▶ Requirements:
1. In the benchmark write-up, how much faster than SQL is MySQL 5.7 Memcache access?
2. Write the next part of the benchmark write-up, picking up after its last sentence.

▶ Selected extract:
◇ ◇ ◇ ◇ ◇ ◇ ◇
To see whether MySQL 5.7 Memcache access is faster than MySQL 5.6 Memcache access, I’ve rewritten my PHP benchmark script. The basic procedures are exactly as before. I’m using PHP 5.7.0-dev with PECL/memcached 2.2.0b1 (libmemcached 1.0.16), mysqli, phpiredis. MySQL 5.7.3-m13, MySQL 5.6.15, Memcache 1.4.15, Redis 2.8.2 and PHP have been compiled from source using all defaults. The computer being tortured is a budget i3-2120T CPU @ 2.60GHz, 8GB RAM, Linux RAID-0, ext4, OpenSuse 12.1 desktop PC.

Here are the results for random key/value accesses with a key length of 100 bytes, values of 400 bytes lenght and 25.000 values in total. All reads have been repeated a couple of times to ensure that runtimes are not too short. PHP, Memcache and MySQL all run on one box. PHP uses heavyweight fork() to span workers for concurrent access to the data stores. The graph shows the average number of operations per second as observed by a single PHP worker. If running on the box 1x MySQL 5.7 w. Memcache and…

  • 1x PHP process, PHP script does 21556 ops
  • 2x PHP processes, each PHP does on average 21538 ops
  • 3x PHP processes, each PHP does on average 17816 ops

As expected the small CPU cannot handle more than 4-8 concurrent PHP processes sending queries as fast as they can: beyond that point each PHP processes will observer a significantly lower number of operations per second. Please, note the graph does not show the data stores’ view which would be total number of the answers to any client per second.

If you prefer a different graph: the benchmark script is at the end of the blog posting :-).

MySQL 5.6 vs. MySQL 5.7 Memcache results

The results confirm prior findings:

  • MySQL 5.7 Memcache InnoDB access to SQL table reaches ~75% of the performance of a cache
  • MySQL 5.7 Memcache access is ~2.2x to ~2.5x faster than SQL
  • MySQL 5.7 seems ~ 20% faster than MySQL 5.6

It is cool to see a SQL system come close to the performance of a cache but the rest of the story is boring: new version, seems a bit faster on small boxes, could be way faster on Facebook-style boxes.

MySQL vs. Memcache vs. Redis

Comparing with Redis is hard but fun. The REmote DIctionary Server is more than a cache storing BLOBs. It handles complex data structures, such as lists or sorted maps. Redis offers neat publish-subscribe messages queues and much more. Still, it can be used as a cache. So can MySQL. Any quick benchmark is doomed to ignore this. So do I.

I am also ignoring the asynchronous API of Redis, which may bear significant tuning potential. Our MySQL Cluster folks love the asynchronous API for their benchmarks…

Redis is single threaded. One Redis instance cannot utilize more than one CPU thread. Redis likes fast CPUs but does not know what to do with a multi-core monster. This effect does not kick in on crazy 48-way boxes only but already my i3 desktop. MySQL uses all cores and CPU thread it gets, Redis is limited to a single CPU thread. Thus, for a fair comparison, I have to start multiple Redis instances. It is then the application developers task to pick the appropriate Redis instance.

Core 1
CPU Thread 1 – Redis CPU Thread 2
Core 2
CPU Thread 3 CPU Thread 4

An i3 has two cores and counting in hyper-threading 4 CPU cores. Therefore, I’ve compared MySQL and Memcache with 1, 2 and 3 Redis instances running. PHP workers are assigned in a round robin fashion to the Redis instances based on the workers process id. All instances are loaded with the same data set for the read-only test.
◇ ◇ ◇ ◇ ◇ ◇ ◇
▶ Records:
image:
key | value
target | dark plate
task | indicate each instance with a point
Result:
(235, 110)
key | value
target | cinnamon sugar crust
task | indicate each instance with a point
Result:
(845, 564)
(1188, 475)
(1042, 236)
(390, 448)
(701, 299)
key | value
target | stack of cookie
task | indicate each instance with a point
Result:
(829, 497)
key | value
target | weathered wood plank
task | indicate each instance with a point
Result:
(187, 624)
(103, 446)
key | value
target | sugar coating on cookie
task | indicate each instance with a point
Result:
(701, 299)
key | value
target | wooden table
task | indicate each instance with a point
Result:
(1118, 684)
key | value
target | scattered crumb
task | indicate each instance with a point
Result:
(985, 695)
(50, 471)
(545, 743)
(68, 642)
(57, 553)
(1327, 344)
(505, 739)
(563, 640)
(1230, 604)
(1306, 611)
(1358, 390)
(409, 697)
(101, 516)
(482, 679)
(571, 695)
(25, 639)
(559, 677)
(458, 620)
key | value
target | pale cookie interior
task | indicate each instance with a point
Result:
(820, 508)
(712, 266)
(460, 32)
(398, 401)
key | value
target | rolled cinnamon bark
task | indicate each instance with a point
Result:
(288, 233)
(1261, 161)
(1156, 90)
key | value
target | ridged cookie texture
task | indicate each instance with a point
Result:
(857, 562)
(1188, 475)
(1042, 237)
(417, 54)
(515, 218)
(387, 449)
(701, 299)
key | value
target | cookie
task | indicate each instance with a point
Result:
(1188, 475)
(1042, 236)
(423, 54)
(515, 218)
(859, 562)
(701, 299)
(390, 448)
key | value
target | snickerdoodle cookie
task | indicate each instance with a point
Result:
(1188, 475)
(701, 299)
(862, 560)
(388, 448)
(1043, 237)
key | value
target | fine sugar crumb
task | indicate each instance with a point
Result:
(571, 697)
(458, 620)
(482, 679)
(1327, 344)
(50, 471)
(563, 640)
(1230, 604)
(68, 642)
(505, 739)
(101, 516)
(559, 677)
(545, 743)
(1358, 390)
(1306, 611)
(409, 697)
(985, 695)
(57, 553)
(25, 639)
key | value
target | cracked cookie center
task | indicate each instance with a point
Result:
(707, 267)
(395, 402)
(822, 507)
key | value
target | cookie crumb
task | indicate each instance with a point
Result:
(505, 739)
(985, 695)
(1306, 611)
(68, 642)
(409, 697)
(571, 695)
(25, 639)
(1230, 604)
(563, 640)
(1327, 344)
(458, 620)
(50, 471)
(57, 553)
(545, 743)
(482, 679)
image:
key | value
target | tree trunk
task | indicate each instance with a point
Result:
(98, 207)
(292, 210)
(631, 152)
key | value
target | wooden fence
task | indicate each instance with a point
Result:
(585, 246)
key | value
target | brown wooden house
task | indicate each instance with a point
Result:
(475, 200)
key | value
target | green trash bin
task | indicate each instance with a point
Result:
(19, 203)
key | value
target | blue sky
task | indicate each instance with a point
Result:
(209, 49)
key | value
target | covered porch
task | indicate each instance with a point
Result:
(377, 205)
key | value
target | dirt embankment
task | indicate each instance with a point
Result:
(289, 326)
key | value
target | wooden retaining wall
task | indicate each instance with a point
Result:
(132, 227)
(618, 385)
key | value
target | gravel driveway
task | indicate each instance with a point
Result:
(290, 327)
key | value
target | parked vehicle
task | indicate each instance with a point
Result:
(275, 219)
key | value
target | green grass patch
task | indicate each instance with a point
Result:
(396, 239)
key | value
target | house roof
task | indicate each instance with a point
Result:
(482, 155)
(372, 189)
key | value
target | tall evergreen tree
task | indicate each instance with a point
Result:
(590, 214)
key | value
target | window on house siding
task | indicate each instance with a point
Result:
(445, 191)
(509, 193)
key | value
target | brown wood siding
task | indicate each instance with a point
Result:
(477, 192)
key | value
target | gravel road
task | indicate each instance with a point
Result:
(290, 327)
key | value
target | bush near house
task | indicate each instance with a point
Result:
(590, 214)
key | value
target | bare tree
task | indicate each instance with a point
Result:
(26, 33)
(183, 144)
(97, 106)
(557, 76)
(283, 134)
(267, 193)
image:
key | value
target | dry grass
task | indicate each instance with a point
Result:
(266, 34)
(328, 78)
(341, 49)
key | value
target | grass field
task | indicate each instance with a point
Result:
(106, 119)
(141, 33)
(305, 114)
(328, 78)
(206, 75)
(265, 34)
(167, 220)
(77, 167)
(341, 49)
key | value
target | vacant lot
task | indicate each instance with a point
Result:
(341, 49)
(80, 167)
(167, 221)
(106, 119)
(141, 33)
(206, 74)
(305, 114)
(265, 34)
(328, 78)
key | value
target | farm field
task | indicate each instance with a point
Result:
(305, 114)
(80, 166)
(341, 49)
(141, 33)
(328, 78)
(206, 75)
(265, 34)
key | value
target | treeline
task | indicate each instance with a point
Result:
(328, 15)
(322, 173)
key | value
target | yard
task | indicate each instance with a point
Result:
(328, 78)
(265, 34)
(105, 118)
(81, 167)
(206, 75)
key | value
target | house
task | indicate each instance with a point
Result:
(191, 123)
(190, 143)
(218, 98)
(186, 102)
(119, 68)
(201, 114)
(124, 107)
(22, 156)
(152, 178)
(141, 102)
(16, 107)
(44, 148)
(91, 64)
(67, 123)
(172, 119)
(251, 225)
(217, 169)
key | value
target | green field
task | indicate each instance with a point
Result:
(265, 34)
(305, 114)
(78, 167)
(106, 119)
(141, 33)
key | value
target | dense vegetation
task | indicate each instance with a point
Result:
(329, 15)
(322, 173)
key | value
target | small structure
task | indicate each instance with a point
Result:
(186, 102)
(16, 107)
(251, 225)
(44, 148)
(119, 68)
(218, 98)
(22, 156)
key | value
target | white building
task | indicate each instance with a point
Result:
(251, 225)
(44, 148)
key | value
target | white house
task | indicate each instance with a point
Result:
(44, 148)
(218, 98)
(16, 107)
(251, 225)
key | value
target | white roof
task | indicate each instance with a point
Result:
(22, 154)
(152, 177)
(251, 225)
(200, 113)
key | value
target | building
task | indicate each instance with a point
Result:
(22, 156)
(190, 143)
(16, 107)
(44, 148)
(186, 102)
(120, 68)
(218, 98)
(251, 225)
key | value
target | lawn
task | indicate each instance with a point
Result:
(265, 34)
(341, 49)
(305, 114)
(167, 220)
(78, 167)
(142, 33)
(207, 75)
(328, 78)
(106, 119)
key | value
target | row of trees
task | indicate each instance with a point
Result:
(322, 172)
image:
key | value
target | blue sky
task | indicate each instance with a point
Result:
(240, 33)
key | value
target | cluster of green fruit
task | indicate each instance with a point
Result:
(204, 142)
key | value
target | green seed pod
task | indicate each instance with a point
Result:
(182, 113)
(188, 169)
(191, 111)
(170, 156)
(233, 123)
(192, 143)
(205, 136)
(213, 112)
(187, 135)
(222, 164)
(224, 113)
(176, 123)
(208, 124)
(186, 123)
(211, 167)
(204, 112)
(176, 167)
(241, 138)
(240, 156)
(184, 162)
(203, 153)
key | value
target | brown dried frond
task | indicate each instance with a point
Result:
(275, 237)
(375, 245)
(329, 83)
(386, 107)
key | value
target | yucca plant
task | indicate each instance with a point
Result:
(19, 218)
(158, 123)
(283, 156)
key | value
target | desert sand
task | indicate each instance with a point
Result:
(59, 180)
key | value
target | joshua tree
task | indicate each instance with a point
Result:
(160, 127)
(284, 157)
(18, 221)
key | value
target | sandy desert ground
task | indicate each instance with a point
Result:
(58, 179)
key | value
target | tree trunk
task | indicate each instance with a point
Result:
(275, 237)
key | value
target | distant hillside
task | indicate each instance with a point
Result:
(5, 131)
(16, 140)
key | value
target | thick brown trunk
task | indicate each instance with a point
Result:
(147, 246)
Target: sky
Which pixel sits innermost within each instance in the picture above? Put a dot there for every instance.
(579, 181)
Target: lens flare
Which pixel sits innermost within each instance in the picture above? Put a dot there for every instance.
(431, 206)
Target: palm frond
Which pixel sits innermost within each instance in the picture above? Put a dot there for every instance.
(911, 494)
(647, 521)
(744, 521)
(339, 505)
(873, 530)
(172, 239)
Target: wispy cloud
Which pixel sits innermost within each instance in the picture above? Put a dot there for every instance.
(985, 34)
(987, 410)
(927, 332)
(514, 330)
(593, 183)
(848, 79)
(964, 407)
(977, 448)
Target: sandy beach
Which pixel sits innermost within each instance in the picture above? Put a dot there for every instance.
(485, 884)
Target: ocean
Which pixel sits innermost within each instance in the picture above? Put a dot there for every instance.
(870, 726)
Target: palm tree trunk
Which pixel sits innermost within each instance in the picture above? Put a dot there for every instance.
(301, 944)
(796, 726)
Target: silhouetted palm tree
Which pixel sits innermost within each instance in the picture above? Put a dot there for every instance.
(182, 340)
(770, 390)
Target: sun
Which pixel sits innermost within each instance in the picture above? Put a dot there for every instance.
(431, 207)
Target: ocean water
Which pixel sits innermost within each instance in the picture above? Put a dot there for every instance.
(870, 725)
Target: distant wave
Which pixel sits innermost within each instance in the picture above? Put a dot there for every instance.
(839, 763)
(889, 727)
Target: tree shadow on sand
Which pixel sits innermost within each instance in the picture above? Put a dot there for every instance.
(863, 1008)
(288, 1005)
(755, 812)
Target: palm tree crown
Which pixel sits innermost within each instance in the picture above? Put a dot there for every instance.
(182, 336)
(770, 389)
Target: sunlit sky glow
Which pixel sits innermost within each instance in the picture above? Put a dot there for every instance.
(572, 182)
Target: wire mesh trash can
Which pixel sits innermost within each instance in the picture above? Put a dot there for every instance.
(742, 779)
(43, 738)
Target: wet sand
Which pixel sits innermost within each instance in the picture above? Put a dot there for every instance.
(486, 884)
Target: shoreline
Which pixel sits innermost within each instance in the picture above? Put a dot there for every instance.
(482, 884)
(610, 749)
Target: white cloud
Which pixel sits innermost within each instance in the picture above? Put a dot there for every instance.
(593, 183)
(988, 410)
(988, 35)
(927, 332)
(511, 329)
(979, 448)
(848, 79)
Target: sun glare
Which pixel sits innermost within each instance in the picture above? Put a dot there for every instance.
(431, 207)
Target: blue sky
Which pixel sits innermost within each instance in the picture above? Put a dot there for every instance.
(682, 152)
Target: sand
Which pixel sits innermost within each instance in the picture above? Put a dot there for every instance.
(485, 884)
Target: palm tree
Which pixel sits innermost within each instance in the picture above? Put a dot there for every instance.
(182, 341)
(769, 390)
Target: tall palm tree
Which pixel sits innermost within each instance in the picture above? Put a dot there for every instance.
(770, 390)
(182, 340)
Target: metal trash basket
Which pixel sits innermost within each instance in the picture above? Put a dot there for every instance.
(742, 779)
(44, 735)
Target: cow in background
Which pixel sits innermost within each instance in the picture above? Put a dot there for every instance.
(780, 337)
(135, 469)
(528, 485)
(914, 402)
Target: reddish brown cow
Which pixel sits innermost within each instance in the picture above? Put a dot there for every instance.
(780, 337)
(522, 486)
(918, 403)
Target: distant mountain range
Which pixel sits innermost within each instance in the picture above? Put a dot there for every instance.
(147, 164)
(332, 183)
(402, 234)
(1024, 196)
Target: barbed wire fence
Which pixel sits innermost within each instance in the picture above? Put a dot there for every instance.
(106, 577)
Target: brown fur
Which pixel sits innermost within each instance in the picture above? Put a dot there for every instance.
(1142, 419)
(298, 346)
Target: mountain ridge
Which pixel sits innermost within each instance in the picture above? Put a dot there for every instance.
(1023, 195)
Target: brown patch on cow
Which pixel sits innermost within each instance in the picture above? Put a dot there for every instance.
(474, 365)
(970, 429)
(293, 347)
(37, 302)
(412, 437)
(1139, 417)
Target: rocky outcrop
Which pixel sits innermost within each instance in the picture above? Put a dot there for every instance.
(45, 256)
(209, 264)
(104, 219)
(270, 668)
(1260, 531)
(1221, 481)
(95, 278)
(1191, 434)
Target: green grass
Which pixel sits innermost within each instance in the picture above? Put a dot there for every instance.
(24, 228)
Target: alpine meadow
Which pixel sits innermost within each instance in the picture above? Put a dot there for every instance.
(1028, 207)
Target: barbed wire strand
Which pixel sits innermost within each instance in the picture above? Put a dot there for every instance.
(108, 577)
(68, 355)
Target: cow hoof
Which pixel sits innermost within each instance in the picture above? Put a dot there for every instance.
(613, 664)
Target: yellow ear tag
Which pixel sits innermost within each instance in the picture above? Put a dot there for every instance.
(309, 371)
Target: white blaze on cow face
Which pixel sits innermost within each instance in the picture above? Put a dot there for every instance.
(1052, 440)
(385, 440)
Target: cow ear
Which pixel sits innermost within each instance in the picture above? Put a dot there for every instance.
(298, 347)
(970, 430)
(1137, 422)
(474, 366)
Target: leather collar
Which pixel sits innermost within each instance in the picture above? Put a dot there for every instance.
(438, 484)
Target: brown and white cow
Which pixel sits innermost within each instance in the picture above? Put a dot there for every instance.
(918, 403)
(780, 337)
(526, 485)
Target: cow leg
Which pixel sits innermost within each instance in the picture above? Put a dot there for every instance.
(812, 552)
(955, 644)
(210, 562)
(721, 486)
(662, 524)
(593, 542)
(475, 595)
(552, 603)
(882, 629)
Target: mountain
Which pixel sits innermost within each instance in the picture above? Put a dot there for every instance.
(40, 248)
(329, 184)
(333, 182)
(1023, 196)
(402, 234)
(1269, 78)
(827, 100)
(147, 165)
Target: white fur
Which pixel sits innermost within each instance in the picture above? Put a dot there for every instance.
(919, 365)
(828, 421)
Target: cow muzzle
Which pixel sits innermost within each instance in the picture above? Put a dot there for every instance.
◇ ◇ ◇ ◇ ◇ ◇ ◇
▶ Task results:
1. About 2.2 to 2.5 times faster.

2.
Core 1
CPU Thread 1 – Redis 1 CPU Thread 2 – Redis 2
Core 2
CPU Thread 3 – Redis 3 CPU Thread 4

Here’s the result: MySQL 5.7 InnoDB Memcache beats a single Redis 2.8.2 on read performance. If and only if, you use Redis inapproriately. If you bite the bullet and, for example, you partition your data across many Redis instances, then Redis is faster. However, at least on my desktop the difference is not in the order of magnitudes which is quite amazing for a SQL database.

MySQL 5.7 vs. Memcache vs. Redis

Closing ramblings

In the past decade MySQL has constantly managed to utilize latest generation of commodity hardware CPUs efficiently. Whether it was 4-core, 8-core or now 48-core (or more CPU’s), we’ve been there. In the past three years, since Handlersocket appeared, there is a hunt for higher and higher benchmark results in terms of queries per second. I understand that MySQL flagship customers demand such performance.

However, when speaking at a local PHP meetup a 48-core benchmark is worth little more than a good laugh. First, the machines are out of reach. The majority of the audience will use 8-core/32GB max. Some have less than three such machines in total. Second, as exciting it is to learn MySQL can do 1,000,000 queries/s, the PHP meetup visitor sometimes wants to hear about how his job as a developer becomes easier when using this or that data store.

Again, MySQL read performance is close to cache performance. Wow! Maybe writes could be even faster – please run your own tests. My benchmark script is below. It can do writes as well.

But, what about usability and features that make application development easier? Did we forget about that?

Happy hacking!

@Ulf_Wendel Follow me on Twitter

Benchmark script used

Download Benchmark script (PHP, 21k)

2013/12/03
by admin
Comments Off on Data massage: how databases have been scaled from one to one million nodes

Data massage: how databases have been scaled from one to one million nodes

Despite the CAP theorem, databases have been scaled from one to one million nodes. Globally distributed, highly available and fast. Databases supporting ACID transactions. How? A story and slides from a three hours workshop at the PHP Summit 2013 (Berlin)…

Please note: long, deep dive, quite some theory. And, neither funny NoSQL bashing nor a practical guide to MySQL scaling. Only 10 MySQL slides or so…

As we all know, traditional relational databases have seen massive pressure from NoSQL in recent time. They have been considered unflexible, slow and not been designed for the Cloud. Or, just too expensive, if massive scalability was needed. It was argued, the CAP theorem basically means pick “two out of three” of consistency, availability and partition tolerance. Not long ago Brewer himself has said a word or two on the abuse of CAP for fuzz.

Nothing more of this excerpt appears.